**DATASET:**
==============================

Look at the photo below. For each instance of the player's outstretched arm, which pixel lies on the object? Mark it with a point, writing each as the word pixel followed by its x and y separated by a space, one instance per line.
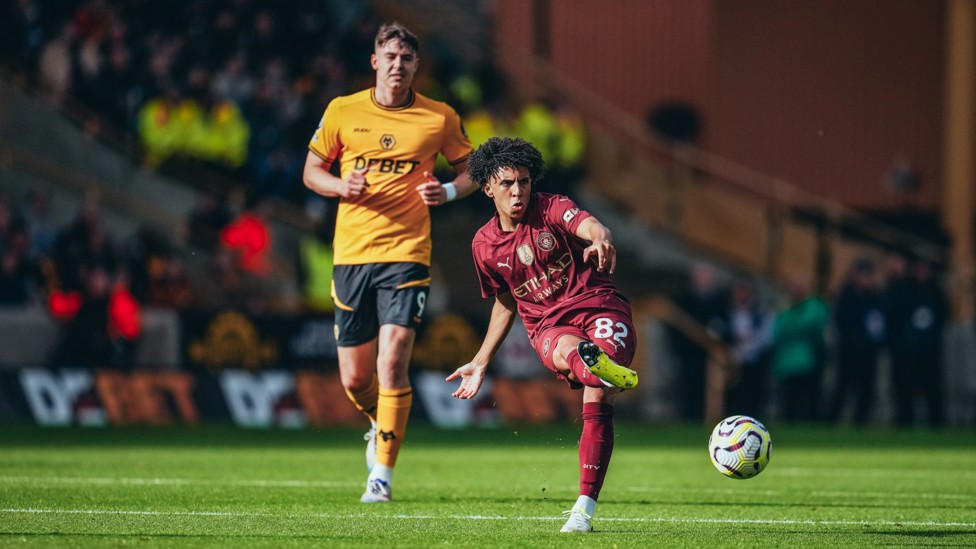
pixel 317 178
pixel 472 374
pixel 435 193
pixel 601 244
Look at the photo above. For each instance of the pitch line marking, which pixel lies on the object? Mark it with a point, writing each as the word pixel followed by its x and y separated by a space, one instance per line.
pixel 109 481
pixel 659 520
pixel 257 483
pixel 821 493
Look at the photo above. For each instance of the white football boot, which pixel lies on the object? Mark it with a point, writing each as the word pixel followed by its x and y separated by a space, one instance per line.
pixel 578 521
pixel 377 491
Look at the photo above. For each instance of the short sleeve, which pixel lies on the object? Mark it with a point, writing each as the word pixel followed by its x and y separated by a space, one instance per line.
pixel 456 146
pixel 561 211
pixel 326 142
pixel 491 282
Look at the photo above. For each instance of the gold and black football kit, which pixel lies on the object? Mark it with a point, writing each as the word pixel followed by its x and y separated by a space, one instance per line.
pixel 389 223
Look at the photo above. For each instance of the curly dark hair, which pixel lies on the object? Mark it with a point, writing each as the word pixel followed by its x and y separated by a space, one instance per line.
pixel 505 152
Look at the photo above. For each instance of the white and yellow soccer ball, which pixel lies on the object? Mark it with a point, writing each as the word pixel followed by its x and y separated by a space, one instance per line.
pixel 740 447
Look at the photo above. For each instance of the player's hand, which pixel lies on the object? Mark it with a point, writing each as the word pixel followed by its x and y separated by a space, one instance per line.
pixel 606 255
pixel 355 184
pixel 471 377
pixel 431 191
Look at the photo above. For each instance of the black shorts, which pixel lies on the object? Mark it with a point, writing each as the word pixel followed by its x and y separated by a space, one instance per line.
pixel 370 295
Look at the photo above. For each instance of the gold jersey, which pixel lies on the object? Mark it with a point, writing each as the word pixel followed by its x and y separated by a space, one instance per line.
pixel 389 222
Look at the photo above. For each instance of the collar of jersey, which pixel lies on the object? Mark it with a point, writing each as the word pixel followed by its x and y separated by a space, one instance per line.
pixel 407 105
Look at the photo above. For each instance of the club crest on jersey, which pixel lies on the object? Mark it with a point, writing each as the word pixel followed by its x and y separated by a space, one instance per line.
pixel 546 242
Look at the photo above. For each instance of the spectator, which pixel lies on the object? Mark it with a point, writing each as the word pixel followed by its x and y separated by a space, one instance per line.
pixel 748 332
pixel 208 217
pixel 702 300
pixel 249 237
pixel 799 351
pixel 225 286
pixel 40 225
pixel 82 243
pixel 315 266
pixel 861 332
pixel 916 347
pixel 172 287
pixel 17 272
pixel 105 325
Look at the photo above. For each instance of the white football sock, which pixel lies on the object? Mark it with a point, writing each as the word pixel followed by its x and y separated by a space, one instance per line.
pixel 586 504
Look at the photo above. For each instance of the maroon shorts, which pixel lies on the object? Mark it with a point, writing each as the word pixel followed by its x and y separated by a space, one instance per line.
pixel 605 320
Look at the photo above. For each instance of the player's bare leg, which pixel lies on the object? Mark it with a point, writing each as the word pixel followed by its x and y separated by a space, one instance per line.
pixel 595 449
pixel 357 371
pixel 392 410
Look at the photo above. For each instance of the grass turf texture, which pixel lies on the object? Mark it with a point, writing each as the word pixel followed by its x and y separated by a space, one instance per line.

==============================

**INSTRUCTIONS FOR THE TASK:**
Beginning at the line that holds "football sock, which", copy every line through the end of the entries exactly as given, and only those lines.

**SOLUTION BELOW:**
Look at the photo above. For each instance of the white football sock, which pixel lies on the object? Mark it with a point, writing each as the word pixel followed by its x and y separated by a space, one instance per line.
pixel 586 504
Look at the photo above. For each instance of the maroon shorts, which pixel lies on the object? Mark it with a point, writing each as the word pixel followed by its x and y separated by a space, one instance per line.
pixel 605 320
Look at the photo above. For each instance of the player's bare leg, which pixel lies on the object? Mark it with a point, writing each as the word pixel followed by its x and y separated by a space, one instance per line.
pixel 595 449
pixel 357 371
pixel 392 410
Look at the photo above. For each instance of the grass turf texture, which pixel lies on the object? Mark it with a point, writing each as the word pixel followed by its x and y separated by a space, one instance per line.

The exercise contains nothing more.